------ Document passage

Biographies/Sol Newman

Tags: Jewish Veterans of the Abraham Lincoln Brigade Member Of Communist Party Brunete Offensive Aragon Front Union Organizer

Researcher: Edward Kemelmakher, Stuyvesant '22

Sol Newman was born on August 15th, 1908. He grew up in Washington Heights, New York, the youngest of five surviving children in a large Jewish family. Early on Newman developed a passionate love of baseball, the Brooklyn Dodgers in particular, and the English language. He wrote plays, poems, and novels all his life and was a gifted storyteller. Newman earned a Bachelor’s and Master’s degree from Southern Connecticut State College. It was this experience - getting an education surrounded by like-minded socialists and Marxists - that influenced his move back to New York to work as a Taxi Driver and help run the local Transport Workers Union and American Federation of Labor offices. At the same time, Newman had also become a card-carrying member of the Communist Party of the USA where he worked in the agitation and propaganda unit. 

 

After hearing news of the Spanish coup d’état by nationalist forces from friends and co-workers, Newman resolved to go to Spain and sailed aboard the French Line ship SS Ile de France to France on February 20th, 1937. In France, Newman spent a week in Paris pretending to be a tourist, before trekking over the French-Spanish border into Spain, so that he could enlist with the 1st Regiment de Tren, 2nd Squadron. This specific squadron was a unit of truck drivers, transporting Spanish and International fighters to the front.

------------

Tasks and exercises ▸
• 1. In the Sol Newman biography, which ship did Newman take to France?
• 2. In the Sol Newman biography, swap "Brooklyn Dodgers" for "New York Giants" and write out everything from "Sol Newman was" down to "and propaganda unit.".
The material that comes next has no role in this work.

------ Records shown

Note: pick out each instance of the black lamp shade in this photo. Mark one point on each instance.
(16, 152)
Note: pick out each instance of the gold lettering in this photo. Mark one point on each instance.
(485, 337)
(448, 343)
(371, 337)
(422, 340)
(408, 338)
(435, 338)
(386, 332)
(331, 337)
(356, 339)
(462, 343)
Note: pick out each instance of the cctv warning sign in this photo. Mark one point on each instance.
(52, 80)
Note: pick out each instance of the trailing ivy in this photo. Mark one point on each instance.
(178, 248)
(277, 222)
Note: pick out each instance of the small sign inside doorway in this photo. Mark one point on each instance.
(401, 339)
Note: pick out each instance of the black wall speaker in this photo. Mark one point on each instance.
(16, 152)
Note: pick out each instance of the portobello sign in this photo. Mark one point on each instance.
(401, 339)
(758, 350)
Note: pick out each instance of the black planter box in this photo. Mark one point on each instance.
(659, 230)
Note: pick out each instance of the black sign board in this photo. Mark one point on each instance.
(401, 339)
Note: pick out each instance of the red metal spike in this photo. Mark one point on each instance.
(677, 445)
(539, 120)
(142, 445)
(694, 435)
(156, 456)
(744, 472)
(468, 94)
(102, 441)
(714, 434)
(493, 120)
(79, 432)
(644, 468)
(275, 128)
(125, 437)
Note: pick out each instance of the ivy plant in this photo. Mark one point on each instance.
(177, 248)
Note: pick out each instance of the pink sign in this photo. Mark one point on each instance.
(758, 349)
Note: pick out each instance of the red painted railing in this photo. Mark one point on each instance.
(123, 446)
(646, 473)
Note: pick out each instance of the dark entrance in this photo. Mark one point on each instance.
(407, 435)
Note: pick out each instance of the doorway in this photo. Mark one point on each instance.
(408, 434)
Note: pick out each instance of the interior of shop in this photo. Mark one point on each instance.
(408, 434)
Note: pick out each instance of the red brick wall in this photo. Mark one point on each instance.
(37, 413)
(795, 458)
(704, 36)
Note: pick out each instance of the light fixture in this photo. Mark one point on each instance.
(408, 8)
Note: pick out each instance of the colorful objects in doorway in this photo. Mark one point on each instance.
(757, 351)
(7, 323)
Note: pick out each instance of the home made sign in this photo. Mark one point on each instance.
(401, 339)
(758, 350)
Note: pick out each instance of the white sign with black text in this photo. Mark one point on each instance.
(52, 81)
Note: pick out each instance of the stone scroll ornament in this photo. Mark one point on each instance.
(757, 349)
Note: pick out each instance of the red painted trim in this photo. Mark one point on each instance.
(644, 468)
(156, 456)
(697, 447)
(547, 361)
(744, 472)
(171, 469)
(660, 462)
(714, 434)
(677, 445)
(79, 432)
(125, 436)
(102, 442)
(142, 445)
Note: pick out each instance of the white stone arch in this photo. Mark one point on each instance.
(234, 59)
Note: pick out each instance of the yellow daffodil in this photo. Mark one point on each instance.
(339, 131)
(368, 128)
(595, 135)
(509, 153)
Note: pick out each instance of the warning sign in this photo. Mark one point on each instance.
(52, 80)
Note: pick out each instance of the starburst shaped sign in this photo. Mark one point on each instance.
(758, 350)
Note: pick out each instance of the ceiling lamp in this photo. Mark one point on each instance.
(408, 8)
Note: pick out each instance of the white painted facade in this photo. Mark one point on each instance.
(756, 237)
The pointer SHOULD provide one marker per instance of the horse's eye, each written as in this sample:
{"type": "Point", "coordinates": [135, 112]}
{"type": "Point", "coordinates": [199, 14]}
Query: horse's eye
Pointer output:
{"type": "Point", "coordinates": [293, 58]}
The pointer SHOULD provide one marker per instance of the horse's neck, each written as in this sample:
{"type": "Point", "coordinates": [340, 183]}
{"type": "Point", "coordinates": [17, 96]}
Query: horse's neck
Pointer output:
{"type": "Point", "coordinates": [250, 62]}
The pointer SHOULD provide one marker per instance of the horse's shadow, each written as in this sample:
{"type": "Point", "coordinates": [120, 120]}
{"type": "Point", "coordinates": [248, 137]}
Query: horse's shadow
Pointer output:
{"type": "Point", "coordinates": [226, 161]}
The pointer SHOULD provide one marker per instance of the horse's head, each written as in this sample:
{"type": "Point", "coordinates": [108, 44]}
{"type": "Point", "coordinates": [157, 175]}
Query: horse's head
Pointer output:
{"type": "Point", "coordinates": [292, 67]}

------------

Outputs by task ▸
• 1. The French Line ship SS Ile de France.

• 2.
Sol Newman was born on August 15th, 1908. He grew up in Washington Heights, New York, the youngest of five surviving children in a large Jewish family. Early on Newman developed a passionate love of baseball, the New York Giants in particular, and the English language. He wrote plays, poems, and novels all his life and was a gifted storyteller. Newman earned a Bachelor’s and Master’s degree from Southern Connecticut State College. It was this experience - getting an education surrounded by like-minded socialists and Marxists - that influenced his move back to New York to work as a Taxi Driver and help run the local Transport Workers Union and American Federation of Labor offices. At the same time, Newman had also become a card-carrying member of the Communist Party of the USA where he worked in the agitation and propaganda unit.